- What this task involves -
Within the material below, transcribe exactly the lines from the one holding "Mark every tree" through the one holding "Mark every distant", keeping both ends and skipping the rest.
-- Data supplied follows --
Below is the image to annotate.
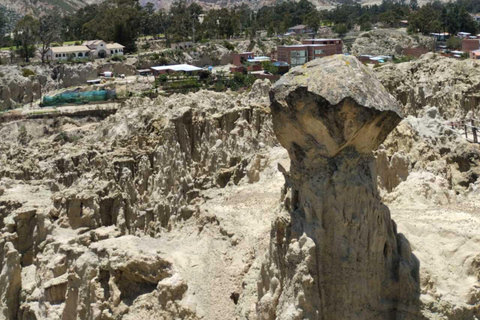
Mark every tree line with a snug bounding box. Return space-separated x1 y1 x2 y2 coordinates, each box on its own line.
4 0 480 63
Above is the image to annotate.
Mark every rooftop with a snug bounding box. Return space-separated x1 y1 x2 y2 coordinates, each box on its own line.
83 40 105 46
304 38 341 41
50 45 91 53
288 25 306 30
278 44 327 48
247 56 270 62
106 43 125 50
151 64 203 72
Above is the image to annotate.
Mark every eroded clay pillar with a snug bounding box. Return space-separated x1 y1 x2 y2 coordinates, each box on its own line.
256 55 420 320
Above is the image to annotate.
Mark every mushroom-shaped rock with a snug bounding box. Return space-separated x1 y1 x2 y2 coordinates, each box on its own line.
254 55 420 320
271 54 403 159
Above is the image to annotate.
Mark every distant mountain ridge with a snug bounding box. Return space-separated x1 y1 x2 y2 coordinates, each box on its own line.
-- Data supplied concluded --
-- Data supplied follows --
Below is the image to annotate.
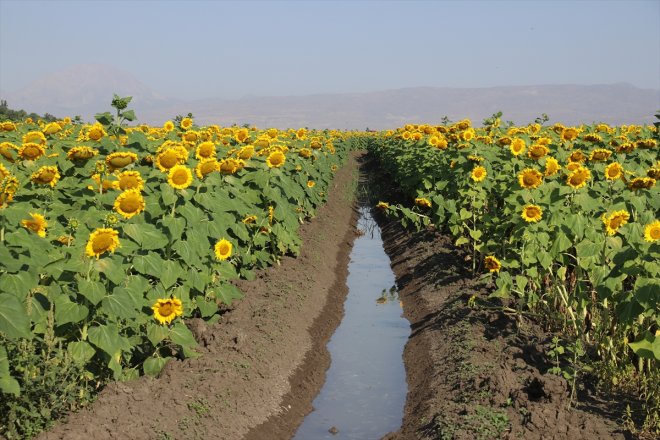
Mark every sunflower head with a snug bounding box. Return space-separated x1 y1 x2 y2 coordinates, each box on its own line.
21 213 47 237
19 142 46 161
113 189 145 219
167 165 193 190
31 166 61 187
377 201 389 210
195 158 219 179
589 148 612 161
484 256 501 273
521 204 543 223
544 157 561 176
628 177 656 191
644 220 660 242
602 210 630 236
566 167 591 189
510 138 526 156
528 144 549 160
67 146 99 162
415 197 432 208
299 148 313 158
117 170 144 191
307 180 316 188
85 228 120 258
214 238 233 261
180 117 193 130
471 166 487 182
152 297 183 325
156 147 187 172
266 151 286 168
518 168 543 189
-- Data supplied concluded --
- Result -
Mark every tree line with a snug bounding box. Return space-separated x1 y1 x2 y2 coordinates, each box on its own line.
4 0 480 63
Above is the image to annotate.
Mark every rooftop with a snug bounding box. Return space-separated x1 y1 x2 y2 coordinates, each box on its own line.
83 40 105 46
304 38 341 41
50 45 91 53
288 25 306 30
278 44 327 48
247 56 270 62
106 43 125 50
151 64 203 72
Above is the image to annotate.
Mark every eroded clay pillar with a snug bounding box. Return space-separated x1 y1 x2 y2 coordinates, each box on its own line.
256 55 420 320
Above is the image to annotate.
Mark every mushroom-shaped rock with a snug bounding box. Return space-separated x1 y1 x2 y2 coordinates, each box on its own line.
254 55 420 320
271 54 403 159
Above is the image to annotate.
Mark every distant mountain ridge with a snug bounding box. Return space-separated x1 y1 x2 y2 coordinates, each box on its own line.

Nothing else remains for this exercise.